» AIM OF THE EXERCISE: Exactly as they appear below, repeat the lines from the one with "Would you be willing to mark the closed" through the one with "Would you be willing to mark the white t-shirt", and no others.

» DATA TO PROCESS:
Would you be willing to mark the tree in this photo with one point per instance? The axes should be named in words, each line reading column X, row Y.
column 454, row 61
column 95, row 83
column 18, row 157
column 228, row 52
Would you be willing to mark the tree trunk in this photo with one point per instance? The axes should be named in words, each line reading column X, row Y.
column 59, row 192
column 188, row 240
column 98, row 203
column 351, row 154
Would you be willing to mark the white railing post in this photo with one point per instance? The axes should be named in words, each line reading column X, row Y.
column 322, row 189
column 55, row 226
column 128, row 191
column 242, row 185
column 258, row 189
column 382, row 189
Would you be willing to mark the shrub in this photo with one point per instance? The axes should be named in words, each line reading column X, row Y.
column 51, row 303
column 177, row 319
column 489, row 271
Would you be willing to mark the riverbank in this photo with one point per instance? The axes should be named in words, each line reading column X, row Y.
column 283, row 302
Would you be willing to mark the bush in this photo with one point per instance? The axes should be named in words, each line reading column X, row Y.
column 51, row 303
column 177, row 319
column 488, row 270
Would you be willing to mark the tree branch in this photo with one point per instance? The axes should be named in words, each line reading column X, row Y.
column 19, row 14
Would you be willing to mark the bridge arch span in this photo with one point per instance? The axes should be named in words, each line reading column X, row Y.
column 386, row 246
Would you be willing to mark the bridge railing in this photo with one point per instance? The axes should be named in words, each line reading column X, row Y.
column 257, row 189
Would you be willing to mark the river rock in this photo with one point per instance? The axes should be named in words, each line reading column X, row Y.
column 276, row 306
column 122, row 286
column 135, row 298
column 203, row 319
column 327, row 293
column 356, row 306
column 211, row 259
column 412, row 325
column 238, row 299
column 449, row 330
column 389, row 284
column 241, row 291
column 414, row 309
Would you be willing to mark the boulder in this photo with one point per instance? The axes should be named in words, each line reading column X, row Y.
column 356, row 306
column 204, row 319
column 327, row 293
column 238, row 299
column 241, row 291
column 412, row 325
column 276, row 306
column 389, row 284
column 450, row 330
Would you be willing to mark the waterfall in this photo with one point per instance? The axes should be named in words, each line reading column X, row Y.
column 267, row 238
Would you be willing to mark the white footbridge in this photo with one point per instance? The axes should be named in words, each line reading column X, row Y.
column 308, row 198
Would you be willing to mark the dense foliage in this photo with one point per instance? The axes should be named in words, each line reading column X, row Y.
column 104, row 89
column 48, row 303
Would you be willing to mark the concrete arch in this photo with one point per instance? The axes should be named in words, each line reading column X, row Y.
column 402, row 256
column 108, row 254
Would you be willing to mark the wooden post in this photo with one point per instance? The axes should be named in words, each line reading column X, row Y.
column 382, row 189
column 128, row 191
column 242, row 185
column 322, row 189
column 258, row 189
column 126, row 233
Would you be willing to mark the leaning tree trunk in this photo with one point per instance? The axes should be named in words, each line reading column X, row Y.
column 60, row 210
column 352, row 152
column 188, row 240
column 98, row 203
--
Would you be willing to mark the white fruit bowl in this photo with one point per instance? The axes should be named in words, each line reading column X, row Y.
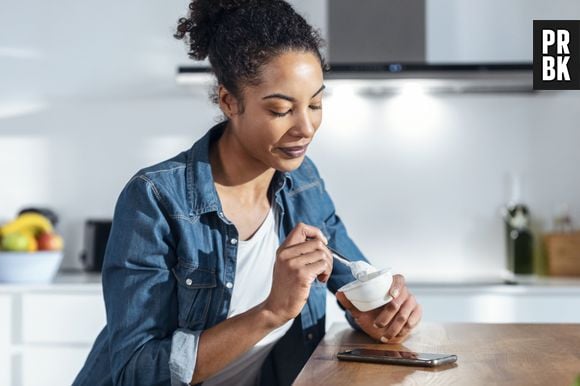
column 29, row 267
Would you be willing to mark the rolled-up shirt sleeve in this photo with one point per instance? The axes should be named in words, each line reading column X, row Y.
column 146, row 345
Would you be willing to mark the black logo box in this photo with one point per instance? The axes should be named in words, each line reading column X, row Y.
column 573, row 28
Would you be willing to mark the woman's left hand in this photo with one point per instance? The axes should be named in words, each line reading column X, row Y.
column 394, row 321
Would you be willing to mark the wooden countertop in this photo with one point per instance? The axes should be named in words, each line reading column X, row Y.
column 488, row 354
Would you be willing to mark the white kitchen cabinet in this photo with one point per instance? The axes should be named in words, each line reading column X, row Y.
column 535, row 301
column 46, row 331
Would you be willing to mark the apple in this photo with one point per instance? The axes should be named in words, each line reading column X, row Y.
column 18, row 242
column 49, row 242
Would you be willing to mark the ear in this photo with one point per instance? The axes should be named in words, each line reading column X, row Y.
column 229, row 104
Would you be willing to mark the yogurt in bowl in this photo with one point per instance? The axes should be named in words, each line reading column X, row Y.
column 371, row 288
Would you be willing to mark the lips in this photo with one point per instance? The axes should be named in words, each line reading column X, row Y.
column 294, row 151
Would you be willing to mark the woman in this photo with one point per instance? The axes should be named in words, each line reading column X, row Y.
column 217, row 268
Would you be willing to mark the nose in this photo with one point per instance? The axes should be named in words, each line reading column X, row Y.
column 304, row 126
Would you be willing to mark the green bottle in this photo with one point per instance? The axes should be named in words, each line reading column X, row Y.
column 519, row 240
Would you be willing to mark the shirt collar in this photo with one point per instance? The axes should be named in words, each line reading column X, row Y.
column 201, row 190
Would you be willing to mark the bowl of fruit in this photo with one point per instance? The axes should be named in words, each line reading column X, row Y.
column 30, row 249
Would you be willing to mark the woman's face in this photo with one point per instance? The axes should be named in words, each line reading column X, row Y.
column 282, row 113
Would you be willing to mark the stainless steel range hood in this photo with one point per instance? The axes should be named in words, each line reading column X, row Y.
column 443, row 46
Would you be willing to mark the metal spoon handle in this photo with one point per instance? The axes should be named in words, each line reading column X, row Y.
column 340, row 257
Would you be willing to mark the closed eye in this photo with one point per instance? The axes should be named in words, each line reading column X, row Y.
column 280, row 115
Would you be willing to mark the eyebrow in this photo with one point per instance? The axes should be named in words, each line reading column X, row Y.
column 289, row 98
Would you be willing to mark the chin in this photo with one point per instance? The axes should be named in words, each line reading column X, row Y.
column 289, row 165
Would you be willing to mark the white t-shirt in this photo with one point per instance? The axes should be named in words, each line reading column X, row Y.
==
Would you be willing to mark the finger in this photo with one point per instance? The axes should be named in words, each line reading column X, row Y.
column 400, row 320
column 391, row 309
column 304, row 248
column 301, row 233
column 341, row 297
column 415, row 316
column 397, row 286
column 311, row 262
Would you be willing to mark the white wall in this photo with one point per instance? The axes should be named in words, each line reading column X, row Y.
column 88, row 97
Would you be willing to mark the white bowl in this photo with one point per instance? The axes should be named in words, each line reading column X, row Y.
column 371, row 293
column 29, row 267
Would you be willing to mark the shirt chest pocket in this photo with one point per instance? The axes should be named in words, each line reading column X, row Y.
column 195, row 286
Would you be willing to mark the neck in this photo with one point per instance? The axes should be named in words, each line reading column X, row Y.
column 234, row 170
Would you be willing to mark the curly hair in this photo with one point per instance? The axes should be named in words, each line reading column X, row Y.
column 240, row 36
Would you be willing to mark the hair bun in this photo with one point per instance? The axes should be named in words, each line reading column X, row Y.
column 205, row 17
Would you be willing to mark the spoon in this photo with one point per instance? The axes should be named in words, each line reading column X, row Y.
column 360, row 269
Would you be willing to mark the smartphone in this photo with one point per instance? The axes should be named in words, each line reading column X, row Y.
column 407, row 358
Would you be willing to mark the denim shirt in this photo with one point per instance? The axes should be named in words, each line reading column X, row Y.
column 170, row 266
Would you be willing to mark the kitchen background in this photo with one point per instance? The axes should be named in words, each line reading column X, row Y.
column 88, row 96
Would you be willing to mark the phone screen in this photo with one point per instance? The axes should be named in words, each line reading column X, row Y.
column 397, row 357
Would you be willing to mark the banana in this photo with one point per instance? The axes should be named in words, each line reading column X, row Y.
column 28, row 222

» SOLUTION TO THE PROBLEM:
Would you be willing to mark the closed eye in this photo with one point per instance? The axes should be named in words, each line reading column X, row Y.
column 280, row 115
Would you be willing to mark the eyebrow in this photo with one point per instance? The axes should be named in words, each line reading column X, row Y.
column 289, row 98
Would you be willing to mark the chin in this photo with one point per instance? The axes should be named in words, each line reading column X, row Y.
column 289, row 165
Would you be willing to mark the white t-shirt in this photo with one point per instance? The axes should be named in words, each line reading column X, row Y.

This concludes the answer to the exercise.